Search the entries for the word "negative". Copy each line in which it is found.

***** Supplied data *****

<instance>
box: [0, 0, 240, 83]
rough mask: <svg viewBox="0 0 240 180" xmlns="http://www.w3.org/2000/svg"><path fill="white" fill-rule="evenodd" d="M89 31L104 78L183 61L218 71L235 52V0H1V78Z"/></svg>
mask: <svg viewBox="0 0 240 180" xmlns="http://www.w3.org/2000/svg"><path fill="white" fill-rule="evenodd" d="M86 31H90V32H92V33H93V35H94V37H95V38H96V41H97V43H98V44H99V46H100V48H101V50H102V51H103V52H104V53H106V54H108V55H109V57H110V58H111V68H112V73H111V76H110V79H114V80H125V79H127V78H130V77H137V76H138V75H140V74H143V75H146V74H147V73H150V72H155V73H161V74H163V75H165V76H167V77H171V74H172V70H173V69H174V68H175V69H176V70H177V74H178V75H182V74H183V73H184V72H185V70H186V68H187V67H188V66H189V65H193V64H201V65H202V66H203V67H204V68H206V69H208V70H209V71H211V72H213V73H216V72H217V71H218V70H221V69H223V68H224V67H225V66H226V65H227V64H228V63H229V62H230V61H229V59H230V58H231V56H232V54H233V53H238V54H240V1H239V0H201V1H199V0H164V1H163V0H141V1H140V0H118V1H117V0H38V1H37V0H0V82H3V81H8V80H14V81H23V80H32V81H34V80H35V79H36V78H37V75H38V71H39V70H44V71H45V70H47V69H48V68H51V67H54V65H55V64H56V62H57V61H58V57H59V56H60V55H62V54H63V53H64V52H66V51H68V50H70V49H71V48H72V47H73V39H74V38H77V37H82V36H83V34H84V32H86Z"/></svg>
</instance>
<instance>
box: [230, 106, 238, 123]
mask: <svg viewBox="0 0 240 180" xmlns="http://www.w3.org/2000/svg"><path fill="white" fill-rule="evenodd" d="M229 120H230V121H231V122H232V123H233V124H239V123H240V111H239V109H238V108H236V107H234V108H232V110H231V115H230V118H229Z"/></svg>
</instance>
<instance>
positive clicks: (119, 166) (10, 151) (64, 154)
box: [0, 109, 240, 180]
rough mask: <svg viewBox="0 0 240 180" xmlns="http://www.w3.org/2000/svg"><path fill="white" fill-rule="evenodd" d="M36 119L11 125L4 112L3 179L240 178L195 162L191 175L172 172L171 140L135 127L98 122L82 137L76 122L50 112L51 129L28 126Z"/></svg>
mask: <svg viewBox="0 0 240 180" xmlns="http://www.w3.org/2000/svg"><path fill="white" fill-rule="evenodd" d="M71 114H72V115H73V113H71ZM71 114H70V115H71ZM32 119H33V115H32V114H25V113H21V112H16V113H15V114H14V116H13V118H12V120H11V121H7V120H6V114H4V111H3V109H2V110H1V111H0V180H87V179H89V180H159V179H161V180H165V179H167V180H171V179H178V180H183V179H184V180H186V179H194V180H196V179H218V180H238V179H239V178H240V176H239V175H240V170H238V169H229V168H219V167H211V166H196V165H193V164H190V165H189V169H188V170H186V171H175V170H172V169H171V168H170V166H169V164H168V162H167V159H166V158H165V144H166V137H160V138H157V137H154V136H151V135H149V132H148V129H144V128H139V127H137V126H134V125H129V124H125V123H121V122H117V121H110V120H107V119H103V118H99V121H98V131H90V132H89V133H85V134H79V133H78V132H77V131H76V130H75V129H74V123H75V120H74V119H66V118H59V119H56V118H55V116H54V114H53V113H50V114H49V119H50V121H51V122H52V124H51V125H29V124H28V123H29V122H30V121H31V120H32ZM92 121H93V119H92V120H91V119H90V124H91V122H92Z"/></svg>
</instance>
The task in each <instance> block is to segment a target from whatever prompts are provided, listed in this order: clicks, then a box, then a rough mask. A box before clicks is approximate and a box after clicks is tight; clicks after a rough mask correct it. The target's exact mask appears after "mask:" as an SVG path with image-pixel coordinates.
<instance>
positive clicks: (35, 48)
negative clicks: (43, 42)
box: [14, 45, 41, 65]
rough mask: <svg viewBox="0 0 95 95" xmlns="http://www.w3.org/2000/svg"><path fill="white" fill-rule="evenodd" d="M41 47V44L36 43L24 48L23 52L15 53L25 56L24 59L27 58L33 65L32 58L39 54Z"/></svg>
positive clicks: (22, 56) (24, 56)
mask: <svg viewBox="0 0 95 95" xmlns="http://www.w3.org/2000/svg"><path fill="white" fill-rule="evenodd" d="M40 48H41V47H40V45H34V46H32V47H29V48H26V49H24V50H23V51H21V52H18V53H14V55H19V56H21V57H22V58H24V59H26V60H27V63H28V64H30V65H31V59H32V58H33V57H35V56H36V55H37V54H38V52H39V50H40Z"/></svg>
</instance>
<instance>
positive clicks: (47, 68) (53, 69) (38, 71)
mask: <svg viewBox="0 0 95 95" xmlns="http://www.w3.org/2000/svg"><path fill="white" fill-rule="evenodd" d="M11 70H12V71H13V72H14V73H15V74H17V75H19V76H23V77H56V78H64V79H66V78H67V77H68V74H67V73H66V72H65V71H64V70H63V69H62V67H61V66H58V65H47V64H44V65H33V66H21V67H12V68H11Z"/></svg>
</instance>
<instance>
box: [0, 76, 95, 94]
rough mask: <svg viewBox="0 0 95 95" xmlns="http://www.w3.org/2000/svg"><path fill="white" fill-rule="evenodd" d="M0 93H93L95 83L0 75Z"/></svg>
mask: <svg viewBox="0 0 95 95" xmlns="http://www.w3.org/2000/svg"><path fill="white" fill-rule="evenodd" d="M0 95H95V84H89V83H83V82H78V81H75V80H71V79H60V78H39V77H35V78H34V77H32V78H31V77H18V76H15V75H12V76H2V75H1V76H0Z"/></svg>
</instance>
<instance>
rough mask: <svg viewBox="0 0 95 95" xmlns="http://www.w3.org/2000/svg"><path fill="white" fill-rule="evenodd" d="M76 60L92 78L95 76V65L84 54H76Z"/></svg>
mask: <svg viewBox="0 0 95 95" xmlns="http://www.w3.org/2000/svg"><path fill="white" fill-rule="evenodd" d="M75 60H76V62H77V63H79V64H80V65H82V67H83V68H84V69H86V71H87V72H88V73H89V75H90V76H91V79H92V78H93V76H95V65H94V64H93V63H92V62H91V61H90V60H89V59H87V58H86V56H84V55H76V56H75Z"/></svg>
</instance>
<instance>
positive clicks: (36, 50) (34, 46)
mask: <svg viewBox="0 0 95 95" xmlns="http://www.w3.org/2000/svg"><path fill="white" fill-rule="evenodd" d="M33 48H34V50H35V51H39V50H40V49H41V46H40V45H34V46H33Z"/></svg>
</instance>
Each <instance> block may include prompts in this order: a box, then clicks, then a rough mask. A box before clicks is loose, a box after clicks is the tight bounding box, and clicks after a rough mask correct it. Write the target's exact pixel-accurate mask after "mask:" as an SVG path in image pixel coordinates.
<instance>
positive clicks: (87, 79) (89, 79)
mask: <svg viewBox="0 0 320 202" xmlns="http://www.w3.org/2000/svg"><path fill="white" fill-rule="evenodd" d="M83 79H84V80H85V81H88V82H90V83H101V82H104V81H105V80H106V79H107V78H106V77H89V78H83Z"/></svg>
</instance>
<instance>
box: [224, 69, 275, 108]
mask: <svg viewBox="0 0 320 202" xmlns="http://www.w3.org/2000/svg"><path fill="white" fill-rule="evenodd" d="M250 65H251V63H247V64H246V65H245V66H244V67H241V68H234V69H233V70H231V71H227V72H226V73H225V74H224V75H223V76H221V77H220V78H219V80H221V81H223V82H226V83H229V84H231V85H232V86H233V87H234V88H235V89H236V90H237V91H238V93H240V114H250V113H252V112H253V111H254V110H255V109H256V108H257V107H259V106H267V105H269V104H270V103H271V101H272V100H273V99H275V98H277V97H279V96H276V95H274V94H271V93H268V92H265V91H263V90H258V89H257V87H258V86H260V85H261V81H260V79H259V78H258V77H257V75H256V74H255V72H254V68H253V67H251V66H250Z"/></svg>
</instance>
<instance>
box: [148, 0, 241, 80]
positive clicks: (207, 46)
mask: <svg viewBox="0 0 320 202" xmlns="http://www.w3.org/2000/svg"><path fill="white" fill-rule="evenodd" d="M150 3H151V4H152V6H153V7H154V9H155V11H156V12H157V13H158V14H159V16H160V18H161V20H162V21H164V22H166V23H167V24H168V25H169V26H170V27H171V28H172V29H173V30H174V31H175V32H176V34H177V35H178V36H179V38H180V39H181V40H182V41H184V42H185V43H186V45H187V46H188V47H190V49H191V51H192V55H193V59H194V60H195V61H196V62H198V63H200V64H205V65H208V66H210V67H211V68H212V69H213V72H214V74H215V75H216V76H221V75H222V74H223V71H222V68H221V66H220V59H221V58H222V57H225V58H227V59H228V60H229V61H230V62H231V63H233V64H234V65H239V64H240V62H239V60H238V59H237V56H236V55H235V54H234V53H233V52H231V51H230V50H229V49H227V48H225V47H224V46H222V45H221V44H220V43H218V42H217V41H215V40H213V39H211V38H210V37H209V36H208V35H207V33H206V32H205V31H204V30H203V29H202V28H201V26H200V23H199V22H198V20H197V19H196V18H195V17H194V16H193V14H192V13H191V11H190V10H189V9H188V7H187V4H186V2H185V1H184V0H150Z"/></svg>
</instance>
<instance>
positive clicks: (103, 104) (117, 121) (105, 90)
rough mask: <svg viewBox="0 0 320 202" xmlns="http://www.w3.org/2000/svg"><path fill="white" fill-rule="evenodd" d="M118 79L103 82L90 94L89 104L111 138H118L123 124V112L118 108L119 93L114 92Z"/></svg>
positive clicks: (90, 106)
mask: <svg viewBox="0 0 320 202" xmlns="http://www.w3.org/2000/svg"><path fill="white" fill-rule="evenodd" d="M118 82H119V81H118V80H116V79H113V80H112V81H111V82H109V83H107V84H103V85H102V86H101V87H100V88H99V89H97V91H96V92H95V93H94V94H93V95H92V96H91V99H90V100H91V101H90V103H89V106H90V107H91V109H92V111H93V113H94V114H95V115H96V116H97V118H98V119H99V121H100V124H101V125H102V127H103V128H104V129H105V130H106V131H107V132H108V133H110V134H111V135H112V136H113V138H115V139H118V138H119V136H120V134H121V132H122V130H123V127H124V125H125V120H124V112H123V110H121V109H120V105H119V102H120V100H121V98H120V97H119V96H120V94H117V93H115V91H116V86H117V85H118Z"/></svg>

*****
***** Supplied data *****

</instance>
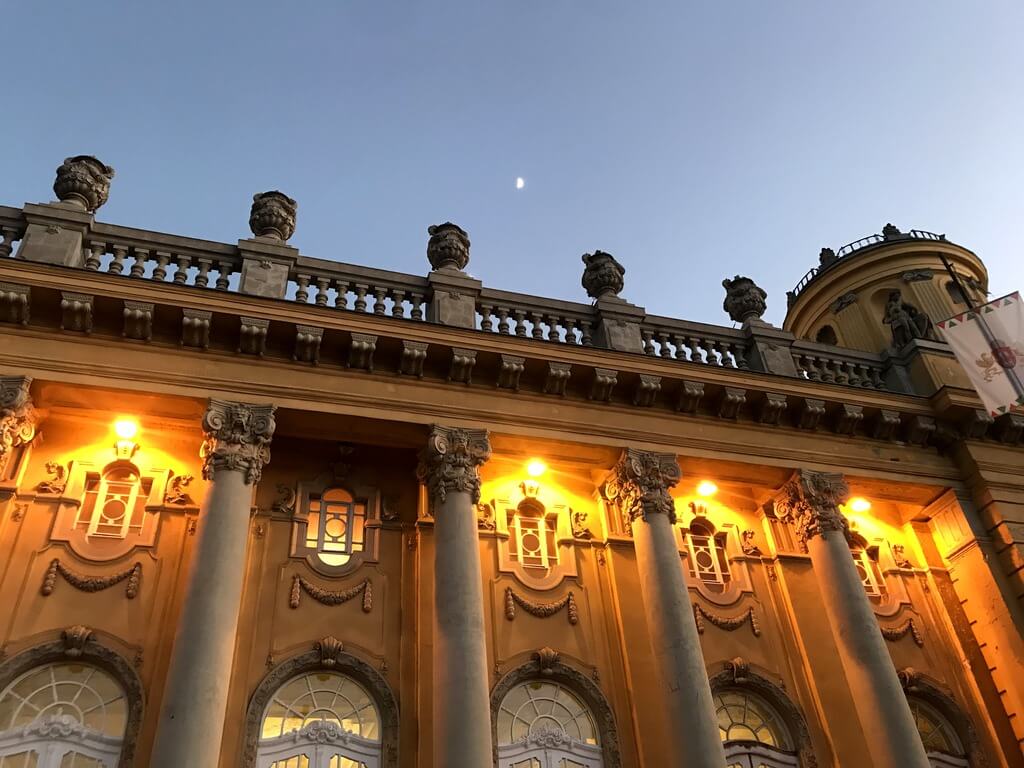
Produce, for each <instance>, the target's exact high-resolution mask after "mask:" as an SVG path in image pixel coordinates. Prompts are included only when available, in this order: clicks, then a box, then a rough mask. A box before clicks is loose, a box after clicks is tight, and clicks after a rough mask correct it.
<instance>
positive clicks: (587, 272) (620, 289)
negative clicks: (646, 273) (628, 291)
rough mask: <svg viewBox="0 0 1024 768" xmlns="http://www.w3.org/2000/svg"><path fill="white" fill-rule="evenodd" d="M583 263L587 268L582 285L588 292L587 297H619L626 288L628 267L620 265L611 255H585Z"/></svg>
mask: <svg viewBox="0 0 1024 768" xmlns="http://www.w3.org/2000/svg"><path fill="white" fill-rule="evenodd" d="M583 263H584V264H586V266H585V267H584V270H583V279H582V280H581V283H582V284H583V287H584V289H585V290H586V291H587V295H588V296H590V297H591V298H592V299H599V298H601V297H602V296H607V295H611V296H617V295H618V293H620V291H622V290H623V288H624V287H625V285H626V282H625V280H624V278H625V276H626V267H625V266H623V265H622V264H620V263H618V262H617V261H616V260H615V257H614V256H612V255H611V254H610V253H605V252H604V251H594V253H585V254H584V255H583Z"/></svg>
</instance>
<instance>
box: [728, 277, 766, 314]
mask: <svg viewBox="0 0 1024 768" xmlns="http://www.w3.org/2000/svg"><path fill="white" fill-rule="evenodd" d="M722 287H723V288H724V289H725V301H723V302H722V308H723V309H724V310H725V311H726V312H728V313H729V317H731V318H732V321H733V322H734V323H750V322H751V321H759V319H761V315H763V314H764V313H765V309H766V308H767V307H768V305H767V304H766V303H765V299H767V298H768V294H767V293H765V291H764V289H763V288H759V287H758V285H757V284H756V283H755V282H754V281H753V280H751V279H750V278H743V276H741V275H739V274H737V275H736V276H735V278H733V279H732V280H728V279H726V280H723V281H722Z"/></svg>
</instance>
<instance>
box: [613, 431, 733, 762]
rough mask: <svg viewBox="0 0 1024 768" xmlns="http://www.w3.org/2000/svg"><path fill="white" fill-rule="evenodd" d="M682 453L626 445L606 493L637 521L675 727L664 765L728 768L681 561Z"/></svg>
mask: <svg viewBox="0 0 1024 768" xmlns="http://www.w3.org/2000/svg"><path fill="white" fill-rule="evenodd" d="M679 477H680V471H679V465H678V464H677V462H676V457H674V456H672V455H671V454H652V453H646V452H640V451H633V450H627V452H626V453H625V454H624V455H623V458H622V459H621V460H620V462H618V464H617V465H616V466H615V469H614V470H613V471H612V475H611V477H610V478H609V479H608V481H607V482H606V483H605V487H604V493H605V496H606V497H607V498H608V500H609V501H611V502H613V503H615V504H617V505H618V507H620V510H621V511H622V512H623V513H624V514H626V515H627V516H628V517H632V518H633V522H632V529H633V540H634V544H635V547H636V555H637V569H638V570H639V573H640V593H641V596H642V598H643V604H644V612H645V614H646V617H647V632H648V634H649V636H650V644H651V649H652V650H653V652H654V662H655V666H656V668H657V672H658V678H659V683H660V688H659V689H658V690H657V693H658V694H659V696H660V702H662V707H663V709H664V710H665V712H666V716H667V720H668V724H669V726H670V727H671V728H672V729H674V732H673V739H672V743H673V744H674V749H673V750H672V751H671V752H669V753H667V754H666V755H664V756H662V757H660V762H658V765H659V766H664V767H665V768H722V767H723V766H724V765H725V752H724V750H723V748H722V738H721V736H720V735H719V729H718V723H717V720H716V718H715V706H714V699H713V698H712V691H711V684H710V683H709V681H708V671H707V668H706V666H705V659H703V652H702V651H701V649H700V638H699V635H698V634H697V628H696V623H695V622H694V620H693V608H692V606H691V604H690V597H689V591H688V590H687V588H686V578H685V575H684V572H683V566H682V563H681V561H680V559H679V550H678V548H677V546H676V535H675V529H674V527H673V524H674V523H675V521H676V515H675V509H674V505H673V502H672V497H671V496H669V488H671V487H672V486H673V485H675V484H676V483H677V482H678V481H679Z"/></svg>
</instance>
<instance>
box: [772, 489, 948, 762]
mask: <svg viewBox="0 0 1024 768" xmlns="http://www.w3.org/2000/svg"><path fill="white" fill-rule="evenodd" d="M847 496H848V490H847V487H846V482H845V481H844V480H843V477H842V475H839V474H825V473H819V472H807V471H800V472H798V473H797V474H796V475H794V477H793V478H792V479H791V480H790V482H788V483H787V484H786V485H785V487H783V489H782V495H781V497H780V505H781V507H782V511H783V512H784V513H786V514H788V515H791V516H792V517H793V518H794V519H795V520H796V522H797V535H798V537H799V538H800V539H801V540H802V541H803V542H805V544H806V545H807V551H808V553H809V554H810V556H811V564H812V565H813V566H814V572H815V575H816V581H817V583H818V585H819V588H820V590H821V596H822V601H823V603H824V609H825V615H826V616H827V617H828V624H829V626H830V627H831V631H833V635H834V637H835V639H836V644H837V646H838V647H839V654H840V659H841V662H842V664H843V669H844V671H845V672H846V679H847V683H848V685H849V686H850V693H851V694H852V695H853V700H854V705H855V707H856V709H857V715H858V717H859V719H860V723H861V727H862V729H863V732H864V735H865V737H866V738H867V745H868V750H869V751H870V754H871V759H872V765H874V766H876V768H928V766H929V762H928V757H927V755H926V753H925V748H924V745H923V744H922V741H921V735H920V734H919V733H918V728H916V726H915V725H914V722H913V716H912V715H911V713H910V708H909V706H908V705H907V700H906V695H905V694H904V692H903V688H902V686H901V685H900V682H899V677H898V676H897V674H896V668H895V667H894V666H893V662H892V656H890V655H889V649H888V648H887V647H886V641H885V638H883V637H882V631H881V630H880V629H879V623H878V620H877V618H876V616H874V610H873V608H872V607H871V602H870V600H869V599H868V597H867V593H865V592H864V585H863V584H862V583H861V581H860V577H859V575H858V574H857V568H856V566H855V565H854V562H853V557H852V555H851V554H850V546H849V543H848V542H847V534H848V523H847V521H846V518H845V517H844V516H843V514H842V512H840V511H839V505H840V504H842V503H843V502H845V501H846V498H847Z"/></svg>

*****

:: Answer to this problem ::
negative clicks: (43, 42)
negative clicks: (646, 273) (628, 291)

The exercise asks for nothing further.